Items stored from a collection
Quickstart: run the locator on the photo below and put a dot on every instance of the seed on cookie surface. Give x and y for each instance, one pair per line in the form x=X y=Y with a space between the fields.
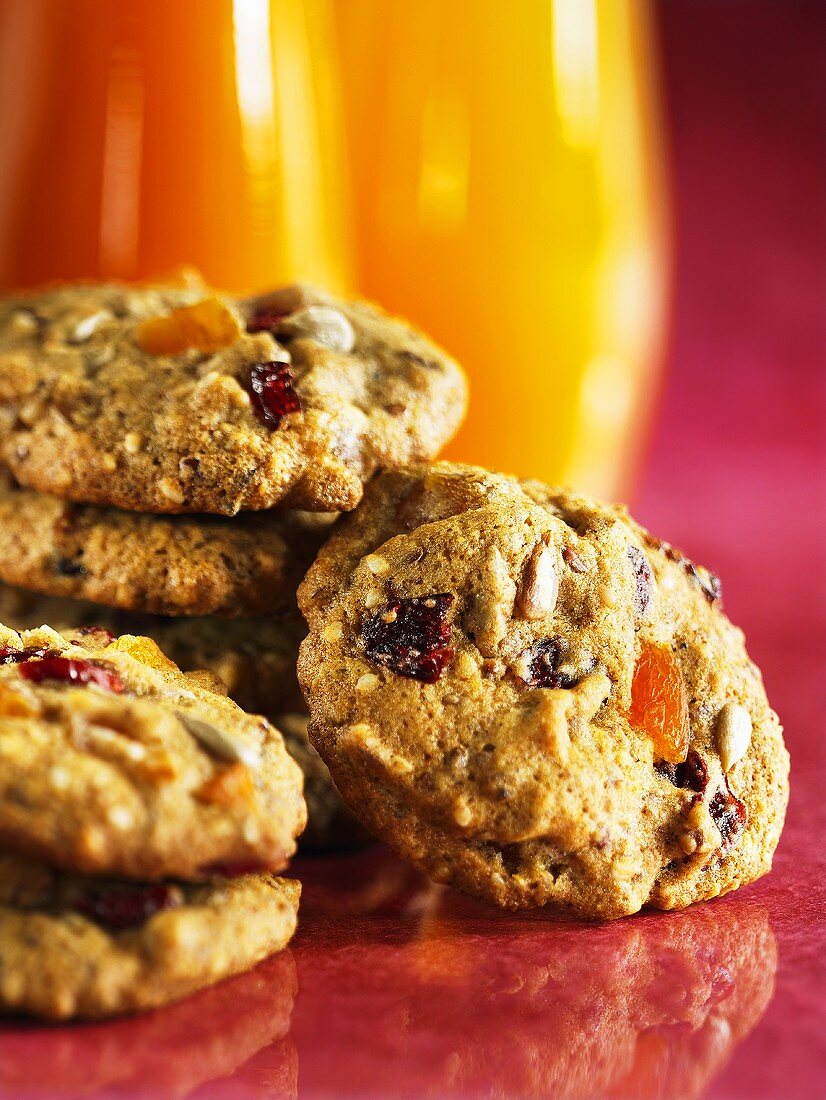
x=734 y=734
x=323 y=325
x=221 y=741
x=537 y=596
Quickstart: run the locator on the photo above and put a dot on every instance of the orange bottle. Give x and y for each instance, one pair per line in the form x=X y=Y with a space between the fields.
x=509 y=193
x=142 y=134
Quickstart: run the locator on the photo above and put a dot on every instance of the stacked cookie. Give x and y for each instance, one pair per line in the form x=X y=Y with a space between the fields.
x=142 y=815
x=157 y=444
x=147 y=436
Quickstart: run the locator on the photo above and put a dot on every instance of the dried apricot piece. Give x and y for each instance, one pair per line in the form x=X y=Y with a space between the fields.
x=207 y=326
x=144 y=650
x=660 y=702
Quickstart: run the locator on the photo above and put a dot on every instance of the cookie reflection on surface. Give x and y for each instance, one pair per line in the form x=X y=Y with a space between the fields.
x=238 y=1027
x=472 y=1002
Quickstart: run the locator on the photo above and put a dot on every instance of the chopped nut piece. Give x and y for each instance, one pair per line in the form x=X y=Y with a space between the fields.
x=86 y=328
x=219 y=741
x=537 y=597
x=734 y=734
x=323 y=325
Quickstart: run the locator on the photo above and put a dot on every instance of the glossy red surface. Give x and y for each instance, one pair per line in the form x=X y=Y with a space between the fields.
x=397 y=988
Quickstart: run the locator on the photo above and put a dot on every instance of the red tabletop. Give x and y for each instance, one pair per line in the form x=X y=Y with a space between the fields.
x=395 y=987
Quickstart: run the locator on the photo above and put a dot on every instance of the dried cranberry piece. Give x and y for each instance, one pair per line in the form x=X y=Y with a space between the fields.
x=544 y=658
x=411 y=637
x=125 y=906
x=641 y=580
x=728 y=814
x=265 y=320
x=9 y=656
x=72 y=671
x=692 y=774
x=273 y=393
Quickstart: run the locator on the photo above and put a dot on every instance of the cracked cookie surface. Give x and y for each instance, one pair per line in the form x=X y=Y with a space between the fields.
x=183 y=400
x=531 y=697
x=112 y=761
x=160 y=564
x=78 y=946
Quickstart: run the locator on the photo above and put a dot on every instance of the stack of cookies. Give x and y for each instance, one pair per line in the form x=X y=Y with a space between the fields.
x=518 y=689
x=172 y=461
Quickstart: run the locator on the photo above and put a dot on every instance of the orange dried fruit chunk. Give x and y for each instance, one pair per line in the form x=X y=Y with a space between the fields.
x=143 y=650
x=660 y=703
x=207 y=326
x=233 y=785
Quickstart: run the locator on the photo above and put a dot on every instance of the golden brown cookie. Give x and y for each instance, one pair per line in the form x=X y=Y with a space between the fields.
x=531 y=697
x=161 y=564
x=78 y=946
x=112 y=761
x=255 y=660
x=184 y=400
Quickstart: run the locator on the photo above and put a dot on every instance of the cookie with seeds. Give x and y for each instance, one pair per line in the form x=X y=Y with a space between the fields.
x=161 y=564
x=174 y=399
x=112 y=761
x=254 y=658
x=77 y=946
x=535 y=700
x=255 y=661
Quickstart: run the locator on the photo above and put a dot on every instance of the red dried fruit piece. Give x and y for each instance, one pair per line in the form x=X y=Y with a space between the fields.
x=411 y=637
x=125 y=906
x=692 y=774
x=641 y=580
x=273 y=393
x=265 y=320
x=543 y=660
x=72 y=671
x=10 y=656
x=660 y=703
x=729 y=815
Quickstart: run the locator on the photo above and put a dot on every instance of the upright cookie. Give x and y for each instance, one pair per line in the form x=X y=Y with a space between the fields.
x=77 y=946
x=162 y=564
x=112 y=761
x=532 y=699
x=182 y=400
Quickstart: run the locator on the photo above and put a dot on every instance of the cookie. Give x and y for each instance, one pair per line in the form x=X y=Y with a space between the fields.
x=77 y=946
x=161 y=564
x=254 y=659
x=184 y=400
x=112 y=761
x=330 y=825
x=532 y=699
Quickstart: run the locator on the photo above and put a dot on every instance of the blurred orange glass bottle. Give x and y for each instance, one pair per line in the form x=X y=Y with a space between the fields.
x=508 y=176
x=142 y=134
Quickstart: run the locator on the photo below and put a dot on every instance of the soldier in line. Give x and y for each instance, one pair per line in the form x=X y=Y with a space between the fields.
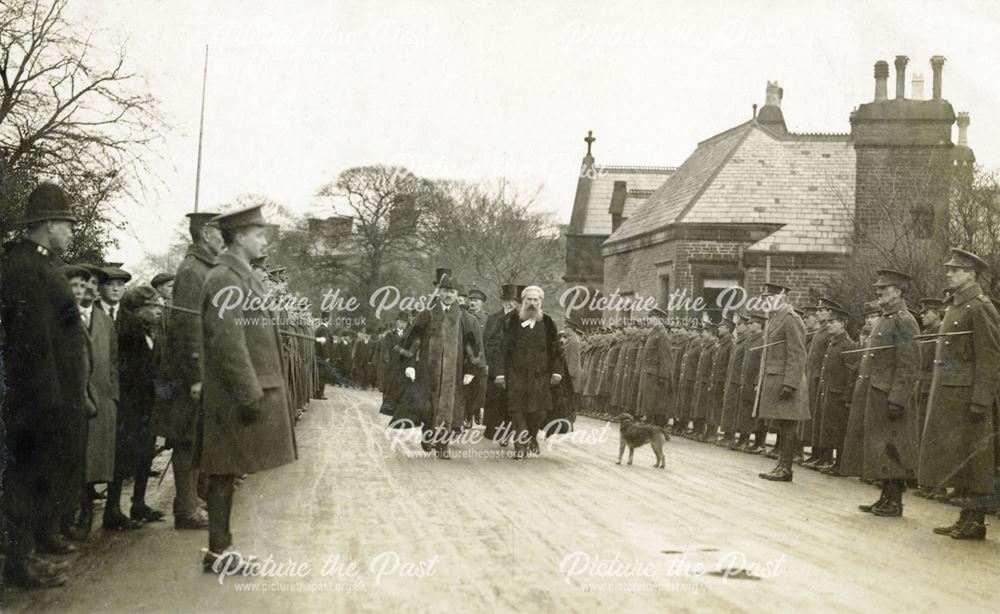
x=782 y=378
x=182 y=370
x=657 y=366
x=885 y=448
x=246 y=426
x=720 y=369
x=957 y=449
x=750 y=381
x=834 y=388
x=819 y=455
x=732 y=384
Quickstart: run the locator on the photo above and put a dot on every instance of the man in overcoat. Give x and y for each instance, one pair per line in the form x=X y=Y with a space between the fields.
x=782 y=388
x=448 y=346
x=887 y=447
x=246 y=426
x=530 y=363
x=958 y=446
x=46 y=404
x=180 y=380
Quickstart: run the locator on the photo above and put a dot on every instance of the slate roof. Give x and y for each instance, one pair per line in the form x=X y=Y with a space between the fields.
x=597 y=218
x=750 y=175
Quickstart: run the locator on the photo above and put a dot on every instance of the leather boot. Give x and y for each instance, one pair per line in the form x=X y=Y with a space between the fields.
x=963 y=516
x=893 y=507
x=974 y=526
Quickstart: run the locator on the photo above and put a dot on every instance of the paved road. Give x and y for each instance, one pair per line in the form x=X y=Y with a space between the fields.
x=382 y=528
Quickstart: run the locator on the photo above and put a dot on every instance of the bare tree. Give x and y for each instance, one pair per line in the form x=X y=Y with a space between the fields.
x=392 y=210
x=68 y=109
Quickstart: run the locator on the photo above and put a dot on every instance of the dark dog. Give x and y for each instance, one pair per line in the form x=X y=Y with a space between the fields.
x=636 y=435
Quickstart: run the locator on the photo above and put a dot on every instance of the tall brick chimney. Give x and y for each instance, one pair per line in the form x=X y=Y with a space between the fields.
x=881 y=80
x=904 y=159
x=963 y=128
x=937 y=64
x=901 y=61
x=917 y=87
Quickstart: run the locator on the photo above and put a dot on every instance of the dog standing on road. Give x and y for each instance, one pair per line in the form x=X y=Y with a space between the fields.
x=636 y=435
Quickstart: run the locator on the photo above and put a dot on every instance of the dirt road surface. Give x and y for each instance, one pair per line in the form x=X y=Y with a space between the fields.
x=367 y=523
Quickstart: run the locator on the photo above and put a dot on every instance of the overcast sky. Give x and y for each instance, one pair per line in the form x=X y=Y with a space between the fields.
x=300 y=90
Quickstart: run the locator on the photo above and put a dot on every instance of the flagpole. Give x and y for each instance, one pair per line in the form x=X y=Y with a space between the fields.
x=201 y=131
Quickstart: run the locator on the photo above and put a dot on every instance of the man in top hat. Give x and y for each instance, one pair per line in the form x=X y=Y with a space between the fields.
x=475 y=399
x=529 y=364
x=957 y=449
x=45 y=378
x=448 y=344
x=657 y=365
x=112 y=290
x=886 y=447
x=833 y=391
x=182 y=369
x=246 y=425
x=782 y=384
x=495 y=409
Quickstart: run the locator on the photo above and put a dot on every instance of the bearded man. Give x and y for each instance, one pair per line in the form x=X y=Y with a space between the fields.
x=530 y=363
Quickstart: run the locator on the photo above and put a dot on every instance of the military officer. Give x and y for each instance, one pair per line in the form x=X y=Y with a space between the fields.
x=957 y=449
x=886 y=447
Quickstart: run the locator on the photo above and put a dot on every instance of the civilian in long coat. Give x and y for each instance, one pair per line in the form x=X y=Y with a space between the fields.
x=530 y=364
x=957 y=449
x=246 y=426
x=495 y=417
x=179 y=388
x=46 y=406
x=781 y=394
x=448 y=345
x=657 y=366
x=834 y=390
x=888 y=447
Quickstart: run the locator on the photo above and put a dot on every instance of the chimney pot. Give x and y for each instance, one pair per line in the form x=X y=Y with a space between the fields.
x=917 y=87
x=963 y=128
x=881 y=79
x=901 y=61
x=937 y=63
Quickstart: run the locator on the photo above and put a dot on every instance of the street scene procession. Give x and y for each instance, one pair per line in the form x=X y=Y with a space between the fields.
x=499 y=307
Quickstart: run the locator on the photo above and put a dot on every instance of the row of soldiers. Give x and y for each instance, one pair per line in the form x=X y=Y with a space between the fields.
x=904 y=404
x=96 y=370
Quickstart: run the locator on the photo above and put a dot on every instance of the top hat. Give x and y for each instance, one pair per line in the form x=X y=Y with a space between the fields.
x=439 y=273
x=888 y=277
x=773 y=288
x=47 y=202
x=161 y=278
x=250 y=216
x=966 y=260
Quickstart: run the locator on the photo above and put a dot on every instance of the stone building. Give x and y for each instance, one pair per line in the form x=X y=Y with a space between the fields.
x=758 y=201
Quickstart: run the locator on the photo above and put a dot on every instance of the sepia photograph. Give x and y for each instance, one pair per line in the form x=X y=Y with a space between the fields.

Task objective:
Please write out the entries between the lines holding "of the military" and "x=499 y=307", inclusive, copying each line exactly.

Response to the task:
Quickstart: run the locator on the photo above and put a dot on every instance of the military officer. Give x and y for each instance, one pair per line in the form x=X y=Y with a space between the fields.
x=957 y=449
x=886 y=447
Quickstart: run the locator on the photo above and put a dot on every instance of the civilian in long coat. Give x and y for each instance, one pair per line in the form x=X y=Y with a space between the fields.
x=530 y=364
x=957 y=449
x=246 y=426
x=495 y=417
x=179 y=388
x=46 y=406
x=781 y=394
x=448 y=345
x=657 y=366
x=834 y=390
x=888 y=447
Quickstart: run the locator on the photo above and put a dot on every instance of the chimney pot. Give x and y for each instance, one pair per line in the form x=X y=Y with a space between the fields.
x=917 y=87
x=963 y=128
x=881 y=79
x=901 y=61
x=937 y=63
Quickstart: run the locator on the photo above and put a dot on every instance of the street scene procession. Give x and y for each instance, one pair per line in the form x=X y=Y with a space between the fields.
x=499 y=307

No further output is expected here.